*The request*: Copy the items word for word, from the very first line through the line with "xmin=469 ymin=567 xmax=559 ymax=657", including that line, and stop there.

*Working data*:
--------------------------------

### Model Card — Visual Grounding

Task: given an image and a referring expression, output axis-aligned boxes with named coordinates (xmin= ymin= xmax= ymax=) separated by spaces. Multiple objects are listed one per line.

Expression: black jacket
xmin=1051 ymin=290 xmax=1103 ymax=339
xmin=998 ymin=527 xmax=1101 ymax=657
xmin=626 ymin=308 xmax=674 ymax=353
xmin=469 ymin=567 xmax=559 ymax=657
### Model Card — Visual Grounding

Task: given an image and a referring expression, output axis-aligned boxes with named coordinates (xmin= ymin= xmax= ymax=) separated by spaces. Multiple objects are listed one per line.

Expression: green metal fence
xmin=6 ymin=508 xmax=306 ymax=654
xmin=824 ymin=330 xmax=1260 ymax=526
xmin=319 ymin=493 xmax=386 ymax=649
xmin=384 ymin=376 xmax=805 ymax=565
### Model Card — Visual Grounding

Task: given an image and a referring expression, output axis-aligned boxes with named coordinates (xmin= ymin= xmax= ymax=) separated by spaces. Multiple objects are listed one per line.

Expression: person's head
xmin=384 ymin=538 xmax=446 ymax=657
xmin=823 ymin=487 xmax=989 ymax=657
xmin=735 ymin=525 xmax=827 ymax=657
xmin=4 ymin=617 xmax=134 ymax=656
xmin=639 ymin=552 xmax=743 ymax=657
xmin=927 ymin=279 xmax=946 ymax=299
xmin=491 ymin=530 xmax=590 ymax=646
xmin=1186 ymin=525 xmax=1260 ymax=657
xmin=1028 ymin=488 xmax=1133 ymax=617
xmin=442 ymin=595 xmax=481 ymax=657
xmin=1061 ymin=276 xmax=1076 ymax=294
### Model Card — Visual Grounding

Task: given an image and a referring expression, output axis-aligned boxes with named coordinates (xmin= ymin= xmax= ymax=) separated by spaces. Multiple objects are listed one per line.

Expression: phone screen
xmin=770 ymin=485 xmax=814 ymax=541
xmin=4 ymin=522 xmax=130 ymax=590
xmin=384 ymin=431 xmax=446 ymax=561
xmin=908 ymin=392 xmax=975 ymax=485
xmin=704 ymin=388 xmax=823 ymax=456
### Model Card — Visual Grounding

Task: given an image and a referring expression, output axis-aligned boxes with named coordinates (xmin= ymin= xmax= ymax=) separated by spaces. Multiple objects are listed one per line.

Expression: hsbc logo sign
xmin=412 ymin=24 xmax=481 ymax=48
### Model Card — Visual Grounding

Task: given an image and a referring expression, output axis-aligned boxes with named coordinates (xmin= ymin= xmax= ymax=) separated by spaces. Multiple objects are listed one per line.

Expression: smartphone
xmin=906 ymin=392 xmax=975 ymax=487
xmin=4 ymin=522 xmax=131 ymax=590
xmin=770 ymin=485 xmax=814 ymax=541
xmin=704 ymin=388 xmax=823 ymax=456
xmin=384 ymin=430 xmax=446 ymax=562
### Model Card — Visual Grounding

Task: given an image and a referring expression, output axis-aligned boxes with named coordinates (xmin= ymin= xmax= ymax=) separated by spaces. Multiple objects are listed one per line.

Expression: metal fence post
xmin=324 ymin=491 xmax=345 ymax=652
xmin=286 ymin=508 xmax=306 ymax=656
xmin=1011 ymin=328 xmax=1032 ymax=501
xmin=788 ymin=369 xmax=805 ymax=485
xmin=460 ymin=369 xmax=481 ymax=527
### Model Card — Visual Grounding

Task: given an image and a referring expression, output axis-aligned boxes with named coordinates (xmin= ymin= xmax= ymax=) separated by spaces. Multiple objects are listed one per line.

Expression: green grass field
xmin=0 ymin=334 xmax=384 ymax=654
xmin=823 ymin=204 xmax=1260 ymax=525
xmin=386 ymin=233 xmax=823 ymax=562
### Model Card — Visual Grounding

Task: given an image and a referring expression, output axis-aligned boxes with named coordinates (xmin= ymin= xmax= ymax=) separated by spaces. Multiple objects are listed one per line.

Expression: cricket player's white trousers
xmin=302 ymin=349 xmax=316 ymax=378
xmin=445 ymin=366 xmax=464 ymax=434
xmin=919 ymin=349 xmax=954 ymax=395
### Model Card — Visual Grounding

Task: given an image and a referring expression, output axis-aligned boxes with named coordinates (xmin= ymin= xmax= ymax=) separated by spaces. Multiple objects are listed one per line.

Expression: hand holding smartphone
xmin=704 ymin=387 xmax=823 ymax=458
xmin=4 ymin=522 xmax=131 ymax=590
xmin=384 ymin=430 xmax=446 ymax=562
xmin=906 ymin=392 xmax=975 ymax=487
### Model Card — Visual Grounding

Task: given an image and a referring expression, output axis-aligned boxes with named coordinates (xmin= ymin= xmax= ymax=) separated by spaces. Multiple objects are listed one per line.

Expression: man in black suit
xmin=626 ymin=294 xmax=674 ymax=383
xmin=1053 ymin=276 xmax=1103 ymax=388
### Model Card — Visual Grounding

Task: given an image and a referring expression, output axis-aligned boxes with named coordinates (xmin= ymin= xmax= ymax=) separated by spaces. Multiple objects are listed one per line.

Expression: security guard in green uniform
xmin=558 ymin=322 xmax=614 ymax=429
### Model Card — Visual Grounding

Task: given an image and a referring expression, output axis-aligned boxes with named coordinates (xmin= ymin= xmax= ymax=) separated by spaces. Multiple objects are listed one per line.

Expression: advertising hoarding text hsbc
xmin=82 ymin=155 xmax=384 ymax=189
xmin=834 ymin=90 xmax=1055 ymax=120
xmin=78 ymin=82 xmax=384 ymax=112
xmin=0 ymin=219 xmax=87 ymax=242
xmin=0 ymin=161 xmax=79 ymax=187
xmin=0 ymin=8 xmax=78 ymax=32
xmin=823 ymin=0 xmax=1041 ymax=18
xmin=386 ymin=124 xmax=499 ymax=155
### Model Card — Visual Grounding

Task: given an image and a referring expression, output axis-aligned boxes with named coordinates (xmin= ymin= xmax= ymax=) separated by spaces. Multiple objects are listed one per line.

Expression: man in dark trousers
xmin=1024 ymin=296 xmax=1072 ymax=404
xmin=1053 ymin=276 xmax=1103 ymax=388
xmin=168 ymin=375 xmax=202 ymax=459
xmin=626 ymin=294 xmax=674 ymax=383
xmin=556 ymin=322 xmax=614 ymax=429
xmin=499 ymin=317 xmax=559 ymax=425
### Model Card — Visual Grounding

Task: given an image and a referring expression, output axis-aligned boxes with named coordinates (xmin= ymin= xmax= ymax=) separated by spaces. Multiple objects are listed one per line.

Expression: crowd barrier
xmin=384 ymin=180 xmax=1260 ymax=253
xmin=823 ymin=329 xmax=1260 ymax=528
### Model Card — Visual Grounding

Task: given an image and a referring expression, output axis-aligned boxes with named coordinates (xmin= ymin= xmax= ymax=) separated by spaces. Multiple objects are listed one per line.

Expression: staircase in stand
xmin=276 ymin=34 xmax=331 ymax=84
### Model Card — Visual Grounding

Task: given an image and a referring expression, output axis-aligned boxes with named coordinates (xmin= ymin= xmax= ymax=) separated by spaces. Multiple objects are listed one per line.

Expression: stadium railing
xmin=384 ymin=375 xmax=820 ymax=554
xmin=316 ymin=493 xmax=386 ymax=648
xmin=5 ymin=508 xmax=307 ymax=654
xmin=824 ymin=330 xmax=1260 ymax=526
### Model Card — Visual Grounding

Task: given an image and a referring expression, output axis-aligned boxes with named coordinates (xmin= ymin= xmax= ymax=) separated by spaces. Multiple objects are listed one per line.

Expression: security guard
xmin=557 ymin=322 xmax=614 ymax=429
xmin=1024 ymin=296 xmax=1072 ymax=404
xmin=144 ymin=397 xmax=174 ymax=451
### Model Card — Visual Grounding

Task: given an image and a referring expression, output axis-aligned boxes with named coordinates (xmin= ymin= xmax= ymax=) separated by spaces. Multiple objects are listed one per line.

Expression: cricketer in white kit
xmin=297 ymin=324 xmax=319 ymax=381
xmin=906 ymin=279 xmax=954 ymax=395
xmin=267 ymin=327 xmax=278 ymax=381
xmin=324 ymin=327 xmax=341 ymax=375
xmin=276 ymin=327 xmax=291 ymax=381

--------------------------------

*Solved problem*:
### Model Card — Visual Grounding

Task: given an image and a referring expression, output axis-aligned boxes with named coordinates (xmin= ymin= xmax= ymax=) separated by spaces. Multiple objects are listed one per line.

Expression: black jacket
xmin=1051 ymin=290 xmax=1103 ymax=339
xmin=998 ymin=527 xmax=1101 ymax=657
xmin=626 ymin=308 xmax=674 ymax=353
xmin=469 ymin=567 xmax=559 ymax=657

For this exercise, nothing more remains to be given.